_THE PROBLEM_
Can you copy out, word for word, everything in the material below from the line containing "# test: point at every instance of the green" down to the line containing "Target: street tree", both of those lines included?

_EXTRACTED DATA_
○ ○ ○ ○ ○

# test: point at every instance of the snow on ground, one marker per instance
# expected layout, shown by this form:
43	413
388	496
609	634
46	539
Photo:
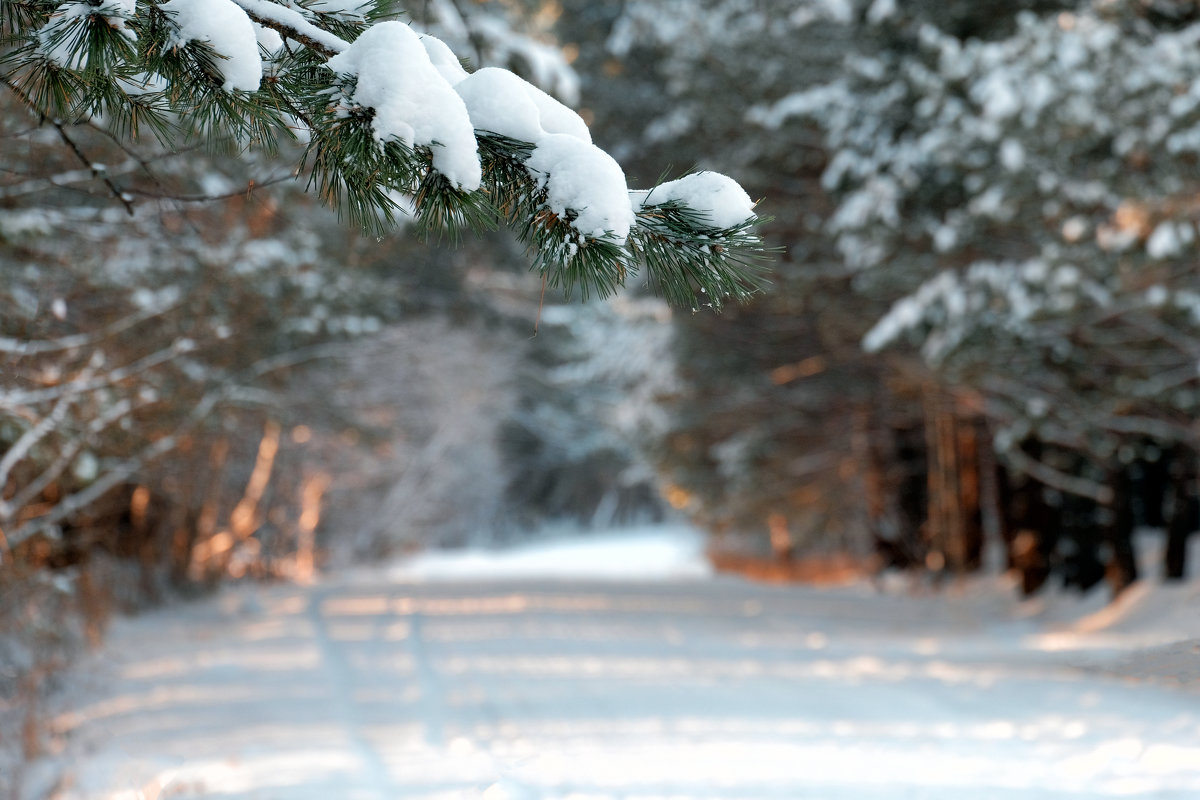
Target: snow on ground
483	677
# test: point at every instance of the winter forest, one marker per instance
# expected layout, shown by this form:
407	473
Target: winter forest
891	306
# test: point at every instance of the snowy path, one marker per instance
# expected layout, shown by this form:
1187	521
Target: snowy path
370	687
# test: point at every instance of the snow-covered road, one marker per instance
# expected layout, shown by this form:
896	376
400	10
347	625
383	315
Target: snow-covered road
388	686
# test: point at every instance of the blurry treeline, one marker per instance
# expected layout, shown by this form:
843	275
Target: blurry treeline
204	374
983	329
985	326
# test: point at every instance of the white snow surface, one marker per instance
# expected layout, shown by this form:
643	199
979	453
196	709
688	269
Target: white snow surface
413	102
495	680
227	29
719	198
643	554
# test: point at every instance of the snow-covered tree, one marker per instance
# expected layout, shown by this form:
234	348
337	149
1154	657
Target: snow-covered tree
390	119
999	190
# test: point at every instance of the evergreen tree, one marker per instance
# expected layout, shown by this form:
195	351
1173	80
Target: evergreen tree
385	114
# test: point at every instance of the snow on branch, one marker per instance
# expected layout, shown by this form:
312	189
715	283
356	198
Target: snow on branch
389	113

○ ○ ○ ○ ○

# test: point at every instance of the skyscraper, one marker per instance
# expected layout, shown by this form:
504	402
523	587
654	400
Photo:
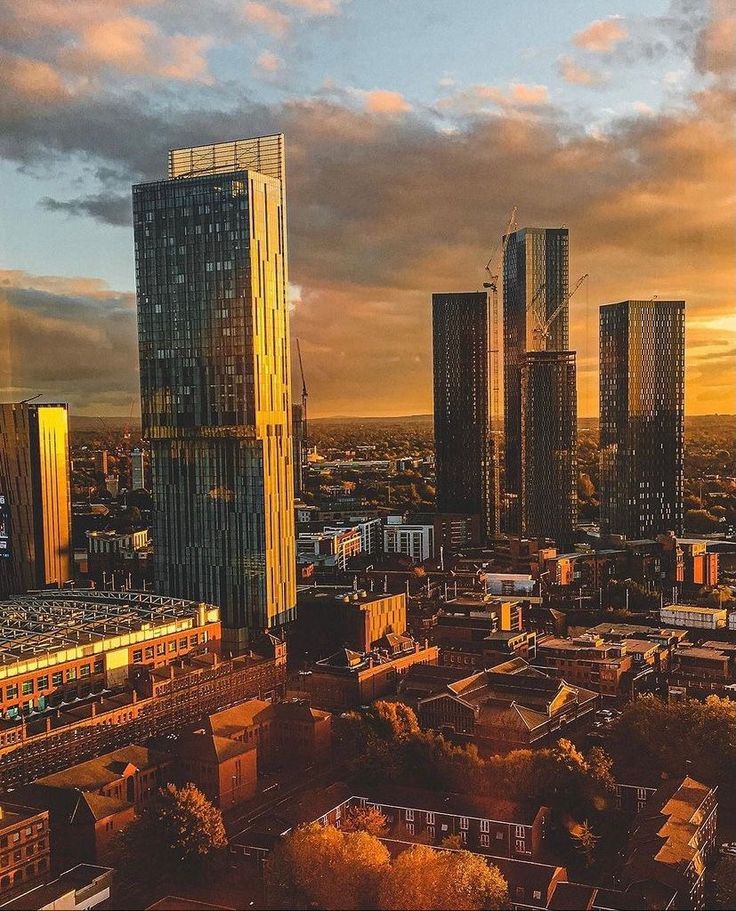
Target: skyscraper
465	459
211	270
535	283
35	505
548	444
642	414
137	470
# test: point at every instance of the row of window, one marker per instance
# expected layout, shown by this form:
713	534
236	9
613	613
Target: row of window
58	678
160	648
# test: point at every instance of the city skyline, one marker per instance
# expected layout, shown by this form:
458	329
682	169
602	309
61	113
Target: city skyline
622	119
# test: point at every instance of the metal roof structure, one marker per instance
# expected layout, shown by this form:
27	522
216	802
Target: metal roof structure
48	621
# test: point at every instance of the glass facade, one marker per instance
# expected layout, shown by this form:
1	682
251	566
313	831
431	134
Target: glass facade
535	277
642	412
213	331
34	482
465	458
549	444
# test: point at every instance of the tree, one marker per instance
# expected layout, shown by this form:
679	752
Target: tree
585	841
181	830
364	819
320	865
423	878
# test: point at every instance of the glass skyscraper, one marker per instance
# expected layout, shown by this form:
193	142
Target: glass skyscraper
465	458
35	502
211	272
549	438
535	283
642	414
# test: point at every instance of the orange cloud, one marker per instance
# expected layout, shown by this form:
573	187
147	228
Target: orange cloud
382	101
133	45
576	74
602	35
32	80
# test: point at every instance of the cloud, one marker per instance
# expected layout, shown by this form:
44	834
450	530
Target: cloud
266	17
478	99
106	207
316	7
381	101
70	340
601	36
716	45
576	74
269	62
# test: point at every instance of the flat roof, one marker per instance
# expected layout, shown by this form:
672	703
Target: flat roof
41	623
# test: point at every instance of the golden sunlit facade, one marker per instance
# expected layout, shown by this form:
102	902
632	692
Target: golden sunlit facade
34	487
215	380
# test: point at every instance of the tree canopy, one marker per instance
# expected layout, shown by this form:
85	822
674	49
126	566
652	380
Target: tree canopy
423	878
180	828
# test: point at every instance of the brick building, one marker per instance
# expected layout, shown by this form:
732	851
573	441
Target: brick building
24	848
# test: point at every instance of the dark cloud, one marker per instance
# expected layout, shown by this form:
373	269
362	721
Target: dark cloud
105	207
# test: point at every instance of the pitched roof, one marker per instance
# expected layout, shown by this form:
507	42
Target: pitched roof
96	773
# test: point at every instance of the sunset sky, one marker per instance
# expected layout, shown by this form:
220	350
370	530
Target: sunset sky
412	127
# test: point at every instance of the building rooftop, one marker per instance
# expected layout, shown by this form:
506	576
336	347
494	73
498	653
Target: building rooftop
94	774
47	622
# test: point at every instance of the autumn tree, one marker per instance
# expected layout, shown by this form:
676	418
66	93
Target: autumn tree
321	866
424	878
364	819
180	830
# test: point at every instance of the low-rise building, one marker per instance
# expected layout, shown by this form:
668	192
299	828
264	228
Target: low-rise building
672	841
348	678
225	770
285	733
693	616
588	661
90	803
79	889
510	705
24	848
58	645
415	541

○ ○ ○ ○ ○

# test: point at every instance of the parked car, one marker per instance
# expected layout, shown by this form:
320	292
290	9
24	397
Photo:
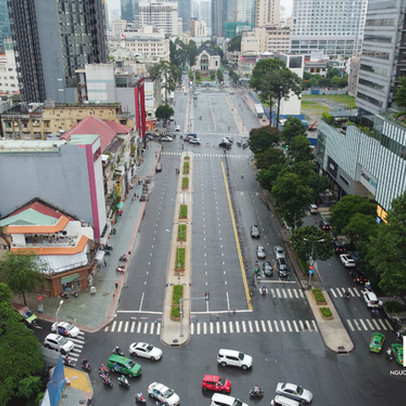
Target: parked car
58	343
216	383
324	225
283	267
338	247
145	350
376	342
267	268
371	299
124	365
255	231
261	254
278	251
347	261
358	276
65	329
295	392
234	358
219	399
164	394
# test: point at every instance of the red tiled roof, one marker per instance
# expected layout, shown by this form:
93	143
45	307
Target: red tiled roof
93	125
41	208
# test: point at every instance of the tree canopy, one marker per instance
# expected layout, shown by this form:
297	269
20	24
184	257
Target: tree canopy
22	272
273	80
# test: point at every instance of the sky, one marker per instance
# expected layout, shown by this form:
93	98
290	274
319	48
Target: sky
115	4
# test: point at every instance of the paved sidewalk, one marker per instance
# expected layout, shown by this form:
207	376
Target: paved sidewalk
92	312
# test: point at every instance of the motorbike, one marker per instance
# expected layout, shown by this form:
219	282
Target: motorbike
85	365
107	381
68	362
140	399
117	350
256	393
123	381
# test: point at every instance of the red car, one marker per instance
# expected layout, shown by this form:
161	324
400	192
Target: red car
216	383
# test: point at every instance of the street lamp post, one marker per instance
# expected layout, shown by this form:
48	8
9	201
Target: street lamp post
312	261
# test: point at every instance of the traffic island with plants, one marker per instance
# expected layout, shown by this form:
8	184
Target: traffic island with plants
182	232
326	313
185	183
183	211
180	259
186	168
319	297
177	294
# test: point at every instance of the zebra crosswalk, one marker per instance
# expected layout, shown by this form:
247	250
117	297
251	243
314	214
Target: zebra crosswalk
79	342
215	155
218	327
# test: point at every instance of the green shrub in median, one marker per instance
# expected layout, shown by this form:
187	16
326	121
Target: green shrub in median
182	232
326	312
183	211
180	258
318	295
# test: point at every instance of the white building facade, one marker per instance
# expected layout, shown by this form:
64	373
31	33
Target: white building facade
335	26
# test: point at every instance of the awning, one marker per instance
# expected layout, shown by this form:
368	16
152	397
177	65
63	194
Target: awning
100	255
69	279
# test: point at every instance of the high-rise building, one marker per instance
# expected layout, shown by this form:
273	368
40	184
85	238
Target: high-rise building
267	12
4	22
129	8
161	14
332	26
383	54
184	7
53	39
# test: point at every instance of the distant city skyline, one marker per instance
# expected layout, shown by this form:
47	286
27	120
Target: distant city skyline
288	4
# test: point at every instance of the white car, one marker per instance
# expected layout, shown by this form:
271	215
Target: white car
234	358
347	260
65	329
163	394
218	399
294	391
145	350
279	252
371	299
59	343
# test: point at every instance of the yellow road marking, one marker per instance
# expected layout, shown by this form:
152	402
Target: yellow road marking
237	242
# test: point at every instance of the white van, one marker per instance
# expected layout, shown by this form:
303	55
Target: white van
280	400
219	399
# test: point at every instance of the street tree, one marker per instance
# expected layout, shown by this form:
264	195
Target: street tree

○ ○ ○ ○ ○

_WRITTEN REPLY_
# test: point at every instance of the green shrub in median, one marker per instance
# expected layout, shown by this form:
187	16
326	121
Target: green shrub in median
182	232
326	312
183	211
180	258
318	295
# test: point at every instance of the white building facade, one marker per instance
# expected layout, shown by this form:
64	373
31	33
Target: white building facade
335	26
# test: point at every instance of the awning, one marker per instance
# expected layout, shown by this form:
368	16
152	397
177	65
63	194
Target: awning
100	255
69	279
# test: point at every instance of the high-rise building, one marker per instance
# expected layout, shown by this form:
273	368
40	184
85	238
Target: high-rise building
267	12
4	22
129	8
161	14
332	26
383	54
184	7
53	39
# test: point at every instance of the distant city skyline, one marker per instance
# expected layout, shown by this form:
47	286
27	120
Target: distant city skyline
288	4
# test: point at every instance of the white car, one marker per instance
# expected layout, shown by this form:
271	215
Target: white car
234	358
347	260
65	329
163	394
218	399
294	391
145	350
279	252
371	299
59	343
# test: point at every instance of the yellow road marking, one marker per instance
# expected layout, shown by this form:
152	402
Target: yellow road marking
237	242
# test: point at every instance of the white van, one marker per instance
# expected layout, shown by this form:
303	55
Target: white van
280	400
219	399
# test: point at every instance of the street tree, one marker per instance
# expected layout, shown by this form:
264	195
Target: street tree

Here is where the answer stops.